START RECORDS FOR THE TASK
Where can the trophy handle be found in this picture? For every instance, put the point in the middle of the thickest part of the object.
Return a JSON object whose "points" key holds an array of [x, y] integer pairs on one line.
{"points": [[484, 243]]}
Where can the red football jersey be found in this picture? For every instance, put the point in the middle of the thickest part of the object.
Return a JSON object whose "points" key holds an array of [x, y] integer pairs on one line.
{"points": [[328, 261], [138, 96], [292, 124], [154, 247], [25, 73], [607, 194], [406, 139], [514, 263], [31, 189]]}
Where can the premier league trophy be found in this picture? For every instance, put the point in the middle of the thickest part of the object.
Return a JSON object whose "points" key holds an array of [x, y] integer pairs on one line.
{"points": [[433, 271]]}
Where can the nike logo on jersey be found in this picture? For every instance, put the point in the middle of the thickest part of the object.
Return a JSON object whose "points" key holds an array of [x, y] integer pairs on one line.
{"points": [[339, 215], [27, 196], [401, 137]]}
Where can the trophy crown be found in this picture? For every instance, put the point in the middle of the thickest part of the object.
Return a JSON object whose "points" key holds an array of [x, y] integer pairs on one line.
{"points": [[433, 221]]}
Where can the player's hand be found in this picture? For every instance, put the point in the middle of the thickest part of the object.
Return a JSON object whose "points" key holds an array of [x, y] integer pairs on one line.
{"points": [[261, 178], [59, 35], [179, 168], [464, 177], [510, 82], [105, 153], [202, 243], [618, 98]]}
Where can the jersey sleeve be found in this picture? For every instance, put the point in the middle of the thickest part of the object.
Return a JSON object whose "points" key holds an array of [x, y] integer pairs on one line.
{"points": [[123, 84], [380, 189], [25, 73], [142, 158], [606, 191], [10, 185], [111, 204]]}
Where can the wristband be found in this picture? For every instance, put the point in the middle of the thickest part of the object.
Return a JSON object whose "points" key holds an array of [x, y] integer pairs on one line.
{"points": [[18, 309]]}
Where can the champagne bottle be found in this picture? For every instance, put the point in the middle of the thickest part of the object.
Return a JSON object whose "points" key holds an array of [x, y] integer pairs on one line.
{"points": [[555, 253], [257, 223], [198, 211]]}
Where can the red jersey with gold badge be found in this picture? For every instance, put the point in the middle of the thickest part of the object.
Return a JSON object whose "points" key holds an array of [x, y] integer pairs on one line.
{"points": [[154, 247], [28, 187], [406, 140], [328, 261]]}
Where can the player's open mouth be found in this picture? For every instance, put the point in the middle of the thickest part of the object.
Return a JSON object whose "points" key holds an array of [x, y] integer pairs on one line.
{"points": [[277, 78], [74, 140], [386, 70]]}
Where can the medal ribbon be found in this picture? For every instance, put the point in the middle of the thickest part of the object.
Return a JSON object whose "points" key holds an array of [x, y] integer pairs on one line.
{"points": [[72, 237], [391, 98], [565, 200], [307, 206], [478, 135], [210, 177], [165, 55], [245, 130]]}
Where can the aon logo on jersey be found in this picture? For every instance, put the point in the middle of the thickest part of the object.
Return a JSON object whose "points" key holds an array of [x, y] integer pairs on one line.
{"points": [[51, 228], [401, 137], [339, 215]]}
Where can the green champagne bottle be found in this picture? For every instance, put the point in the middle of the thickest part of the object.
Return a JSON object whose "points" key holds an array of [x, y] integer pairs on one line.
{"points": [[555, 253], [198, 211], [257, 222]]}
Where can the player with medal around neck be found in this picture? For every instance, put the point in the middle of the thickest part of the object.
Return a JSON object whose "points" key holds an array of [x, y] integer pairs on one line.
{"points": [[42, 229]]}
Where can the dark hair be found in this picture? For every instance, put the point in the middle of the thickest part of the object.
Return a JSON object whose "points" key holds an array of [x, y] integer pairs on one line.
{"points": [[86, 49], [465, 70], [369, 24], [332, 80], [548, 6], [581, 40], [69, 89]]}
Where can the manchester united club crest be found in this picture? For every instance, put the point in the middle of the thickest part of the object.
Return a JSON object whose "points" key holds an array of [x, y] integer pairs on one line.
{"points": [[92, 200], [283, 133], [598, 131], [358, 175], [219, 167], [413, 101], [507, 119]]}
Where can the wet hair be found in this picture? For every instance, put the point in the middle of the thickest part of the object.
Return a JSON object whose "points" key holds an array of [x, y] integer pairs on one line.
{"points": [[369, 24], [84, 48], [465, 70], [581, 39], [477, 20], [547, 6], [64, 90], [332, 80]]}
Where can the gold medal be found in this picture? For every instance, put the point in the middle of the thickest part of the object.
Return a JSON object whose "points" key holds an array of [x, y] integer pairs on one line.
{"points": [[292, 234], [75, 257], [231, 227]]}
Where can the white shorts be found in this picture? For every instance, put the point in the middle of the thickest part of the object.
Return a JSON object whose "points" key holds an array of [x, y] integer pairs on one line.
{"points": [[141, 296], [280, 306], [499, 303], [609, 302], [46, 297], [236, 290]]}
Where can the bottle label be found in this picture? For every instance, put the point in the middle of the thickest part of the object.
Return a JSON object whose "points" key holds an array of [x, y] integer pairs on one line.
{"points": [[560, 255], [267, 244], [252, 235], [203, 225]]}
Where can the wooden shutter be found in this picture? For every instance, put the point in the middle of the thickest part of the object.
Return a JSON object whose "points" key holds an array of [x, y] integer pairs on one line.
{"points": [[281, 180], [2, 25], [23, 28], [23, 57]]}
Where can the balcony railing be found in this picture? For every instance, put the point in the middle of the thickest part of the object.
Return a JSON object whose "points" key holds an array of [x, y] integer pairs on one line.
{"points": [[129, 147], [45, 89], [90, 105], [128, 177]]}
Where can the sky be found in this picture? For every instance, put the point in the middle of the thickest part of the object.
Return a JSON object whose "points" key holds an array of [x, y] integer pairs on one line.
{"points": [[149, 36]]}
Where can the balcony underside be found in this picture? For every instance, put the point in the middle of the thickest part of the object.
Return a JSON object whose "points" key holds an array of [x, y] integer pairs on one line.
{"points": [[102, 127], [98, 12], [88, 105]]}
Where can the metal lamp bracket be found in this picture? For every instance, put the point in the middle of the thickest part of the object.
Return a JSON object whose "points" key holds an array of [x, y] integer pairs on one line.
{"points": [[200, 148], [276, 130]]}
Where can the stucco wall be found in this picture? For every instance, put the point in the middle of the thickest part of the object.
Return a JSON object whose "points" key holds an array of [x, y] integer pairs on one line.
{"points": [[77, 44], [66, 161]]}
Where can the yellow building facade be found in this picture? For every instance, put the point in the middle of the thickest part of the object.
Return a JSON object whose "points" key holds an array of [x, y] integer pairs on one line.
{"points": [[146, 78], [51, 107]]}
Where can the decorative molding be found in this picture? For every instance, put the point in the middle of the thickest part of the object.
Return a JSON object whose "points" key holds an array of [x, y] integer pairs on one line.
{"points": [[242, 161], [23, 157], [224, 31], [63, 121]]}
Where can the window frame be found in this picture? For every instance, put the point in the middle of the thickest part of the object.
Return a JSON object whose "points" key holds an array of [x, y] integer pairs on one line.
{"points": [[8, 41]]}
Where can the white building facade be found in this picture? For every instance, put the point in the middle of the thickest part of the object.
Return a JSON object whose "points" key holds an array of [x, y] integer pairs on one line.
END RECORDS FOR THE TASK
_WHAT YOU NEED TO DO_
Every line of the entries that includes "champagne" must be copied into the answer.

_TASK RESULT_
Where can the champagne bottle be found in this picture? For every instance, put the point in the middle of the thickest part of the object.
Where can the green champagne bottle be found in this picture? For every instance, put the point in the middle of the thickest part of the object.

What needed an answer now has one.